READING TEXT:

[Start of Attachment]

IBD = 2 classification of simulated datasets
| Total | Percentage | Total | Percentage | |
|---|---|---|---|---|
| Variant sites | 21 150 (±1414) | 100 | 22 034 (±1687) | 100 |
| IBS* | 6615 (±867) | 31 | 6842 (±735) | 31 |
| True IBD = 2 | 5260 (±553) | 25 | 1494 (±457) | 6.5 |
| Classified IBD = 2 | 7754 (±1332) | 36 | 2198 (±683) | 10 |
The mean number (±1SD) of variants called on an CCDS exome of European ethnicity as expected from HapMap data is in the order of 20K. The fraction of exome positions that are expected to show identical genotypes IBS* is 0.31. The mean fraction of the exome that is IBD = 2 is 1/4 in 2 sibs and 1/16 in 3 sibs. With a false negative rate of fnr < 0.01 about a third of the exome is classified IBD = 2 for 2 sibs and about a tenth for 3 sibs. Chromosomal positions classified as IBD = 2 but that are not IBS* are either misclassifications or are ¬IBS* due to calling errors. Therefore, besides reducing the search space, IBD = 2 classification can help identify calling errors.
Fig. 3.Filtering of exome variant calls. Variants to hg18 were called in exomes of all three sibs of families A, B, and C. Subsequently, every position was classified as IBD = 2 or IBD ≠ 2 and as common or rare variants. Variants classified as IBD = 2 and rare represent the set of candidate mutations for rare monogenic diseases. Variants that are classified as IBD = 2 are either false IBD = 2 classifications or have been called to wrong genotypes in at least one of the probed samples.

[End of Attachment]

DATA:

[Start of Attachment]

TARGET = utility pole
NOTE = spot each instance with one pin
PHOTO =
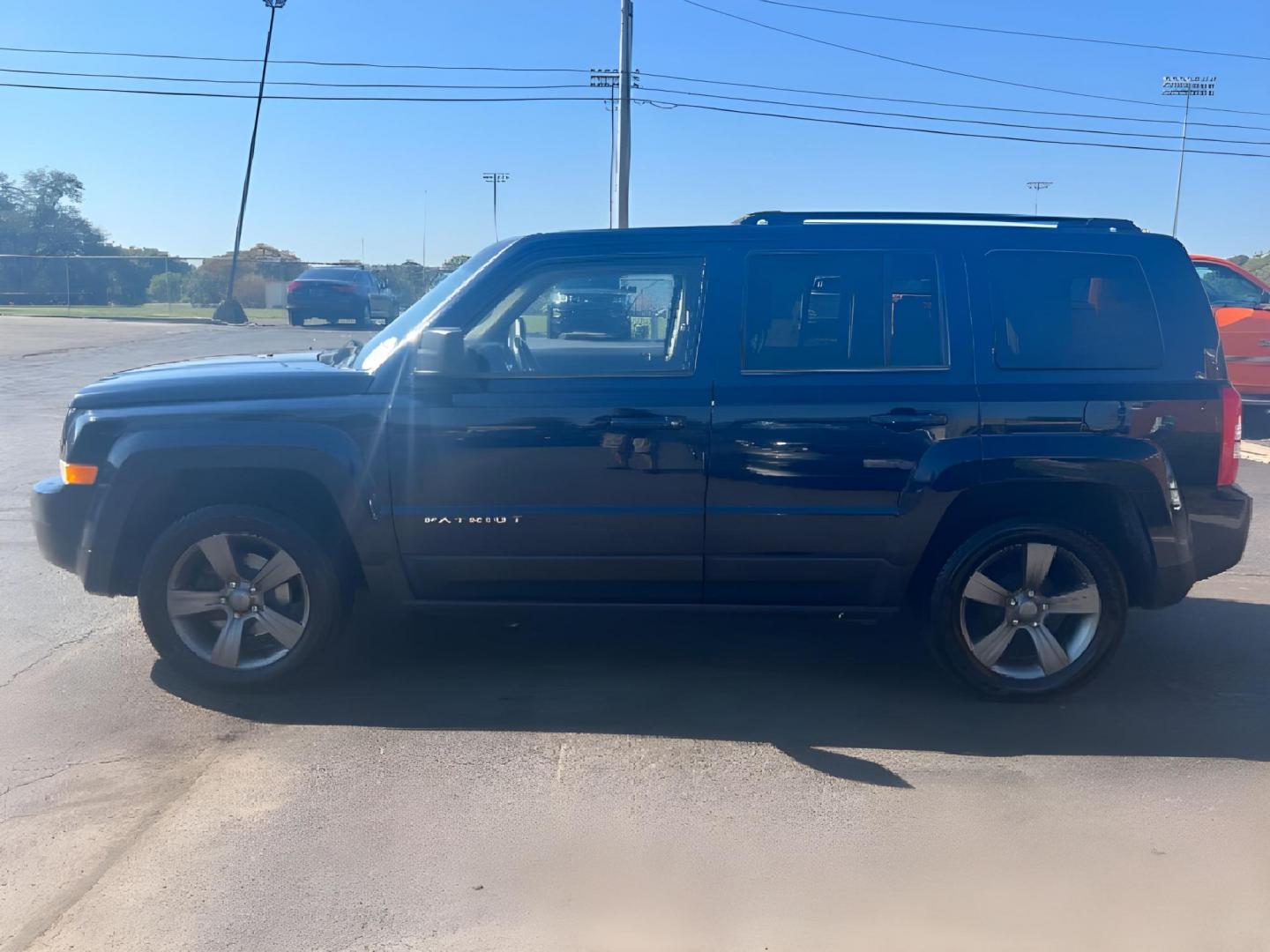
(1036, 187)
(611, 80)
(624, 115)
(1185, 86)
(494, 178)
(230, 310)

[End of Attachment]

YOUR INSTRUCTIONS:
Answer these questions on the text about IBD = 2 classification.
1. What fraction of exome positions is expected to show identical genotypes IBS*?
2. What is the mean fraction of the exome that is IBD = 2 in 2 sibs, and in 3 sibs?
3. Which two classifications together mark the set of candidate mutations for rare monogenic diseases?
Answer using only the text; do not draw on outside knowledge.

WRITTEN SOLUTION:
1. 0.31
2. 1/4 in 2 sibs and 1/16 in 3 sibs
3. IBD = 2 and rare